FRAGMENTO PARA LEER >>
%%

A pesar de lo truculento e insólito que, de saque, nos anticipa el narrador, es una historia que podemos calificar de realista. Este relato viene a ser el punto de partida para empezar a indagar sobre lo fantástico. El personaje, antes de «desaparecer» pinta  —escribe un mensaje rotundo y procaz— en las paredes de los vecinos. ¿No es quizá, de una manera oculta, una muestra del deseo del escritor de dejar un mensaje, algo escrito, antes de irse?

Entonces le pregunto al autor qué desea hacer antes de lo que algún día nos ocurrirá a todos: desaparecer.

%%

ACCIÓN REQUERIDA 1 >> Reproduce del fragmento el tramo que va desde "A pesar de lo" hasta "antes de irse?", ambos incluidos.
ACCIÓN REQUERIDA 2 >> Según el fragmento, ¿dónde escribe el personaje su mensaje antes de «desaparecer»?
ACCIÓN REQUERIDA 3 >> Prolonga el fragmento sobre el relato y lo fantástico a partir de su última oración.
Las líneas que aparecen a continuación son material aparte, sin relación con el fragmento.

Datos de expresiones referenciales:

%%

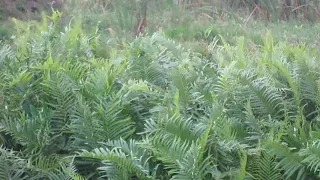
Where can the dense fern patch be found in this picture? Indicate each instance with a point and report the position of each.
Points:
(74, 106)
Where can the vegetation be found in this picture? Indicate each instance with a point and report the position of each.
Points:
(94, 98)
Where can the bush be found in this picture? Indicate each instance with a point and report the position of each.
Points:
(74, 106)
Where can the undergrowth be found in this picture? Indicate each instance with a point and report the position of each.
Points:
(77, 105)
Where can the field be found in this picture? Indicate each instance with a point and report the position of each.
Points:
(160, 90)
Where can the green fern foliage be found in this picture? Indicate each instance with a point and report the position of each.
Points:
(76, 106)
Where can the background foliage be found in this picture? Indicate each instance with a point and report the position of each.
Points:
(87, 98)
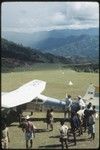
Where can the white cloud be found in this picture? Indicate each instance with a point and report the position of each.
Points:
(34, 16)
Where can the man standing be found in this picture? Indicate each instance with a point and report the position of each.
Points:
(5, 136)
(63, 135)
(81, 102)
(29, 130)
(68, 106)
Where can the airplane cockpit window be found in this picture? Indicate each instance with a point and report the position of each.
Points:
(90, 92)
(37, 100)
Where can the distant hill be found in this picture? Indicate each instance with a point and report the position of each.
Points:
(66, 42)
(16, 55)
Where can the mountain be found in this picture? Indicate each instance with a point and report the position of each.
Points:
(15, 55)
(83, 45)
(66, 42)
(32, 39)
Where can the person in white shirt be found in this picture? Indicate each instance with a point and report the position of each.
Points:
(68, 106)
(81, 102)
(63, 135)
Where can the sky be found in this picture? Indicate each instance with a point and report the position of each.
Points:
(44, 16)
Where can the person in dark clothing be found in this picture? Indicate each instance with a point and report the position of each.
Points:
(87, 113)
(74, 125)
(48, 118)
(63, 135)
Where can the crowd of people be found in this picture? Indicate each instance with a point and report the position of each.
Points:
(79, 123)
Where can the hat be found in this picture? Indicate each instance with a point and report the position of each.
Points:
(79, 96)
(27, 117)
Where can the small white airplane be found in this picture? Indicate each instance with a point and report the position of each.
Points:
(31, 93)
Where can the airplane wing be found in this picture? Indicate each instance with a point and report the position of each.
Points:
(22, 95)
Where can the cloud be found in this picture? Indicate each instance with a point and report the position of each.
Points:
(39, 16)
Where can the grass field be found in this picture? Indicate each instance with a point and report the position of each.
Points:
(50, 140)
(57, 79)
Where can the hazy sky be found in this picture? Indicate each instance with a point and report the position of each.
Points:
(41, 16)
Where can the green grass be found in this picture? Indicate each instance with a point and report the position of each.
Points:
(49, 140)
(57, 79)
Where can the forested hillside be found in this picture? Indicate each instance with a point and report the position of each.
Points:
(15, 55)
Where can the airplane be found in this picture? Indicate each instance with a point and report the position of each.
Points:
(16, 101)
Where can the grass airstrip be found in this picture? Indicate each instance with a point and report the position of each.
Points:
(57, 78)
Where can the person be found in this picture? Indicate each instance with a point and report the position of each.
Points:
(63, 135)
(29, 130)
(75, 124)
(81, 102)
(68, 106)
(5, 136)
(48, 118)
(91, 127)
(86, 116)
(51, 119)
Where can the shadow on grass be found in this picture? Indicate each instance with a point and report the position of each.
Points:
(41, 130)
(57, 136)
(50, 146)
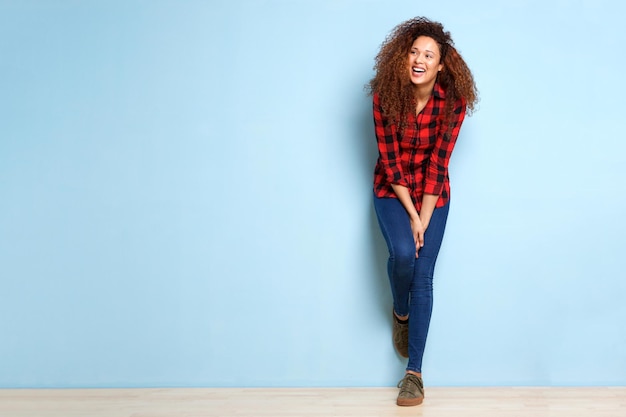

%%

RESPUESTA DEL EJERCICIO 1 >>
A pesar de lo truculento e insólito que, de saque, nos anticipa el narrador, es una historia que podemos calificar de realista. Este relato viene a ser el punto de partida para empezar a indagar sobre lo fantástico. El personaje, antes de «desaparecer» pinta  —escribe un mensaje rotundo y procaz— en las paredes de los vecinos. ¿No es quizá, de una manera oculta, una muestra del deseo del escritor de dejar un mensaje, algo escrito, antes de irse?

RESPUESTA DEL EJERCICIO 2 >> En las paredes de los vecinos.

RESPUESTA DEL EJERCICIO 3 >>
—Creo que todos tenemos la necesidad de generar mensajes, ya sean ocultos o visibles, durante nuestra vida. Como personas tenemos propósitos claros, algunos aparentemente más simples como ser felices, otros más complejos como trascender. La literatura está llena de símbolos, estos símbolos van tomando formas y sentidos en la mente de los lectores. El escritor empieza con una idea, le da forma, la pule, junta sus piezas (las palabras) y las une. Esa idea crece como una semilla con un único fin: quedarse en la mente de los lectores, y es ahí cuando viene el punto de quiebre. El mensaje del escritor desaparece para quedar solo el mensaje que el lector halle en su obra. Ahora, bien, soy un tipo simple: solo busco dejar una historia que pueda ser contada, que entretenga, que intrigue, que alegre. Es complejo, porque no todo alegra, entretiene e intriga en esta vida.

Tanto en «Parches» como en «Vita Merlini» hay un vínculo: la mascota. Mascotas extravagantes como un cerdo alimentado de una manera muy singular o Abuelo que, según nos cuentan, vendría a ser el hijo del mismísimo demonio. Mascotas que ocultan lo maléfico. Acá ya introducimos a un ámbito preñado de fantasía. ¿Cómo marcas el límite entre lo posible y lo imposible?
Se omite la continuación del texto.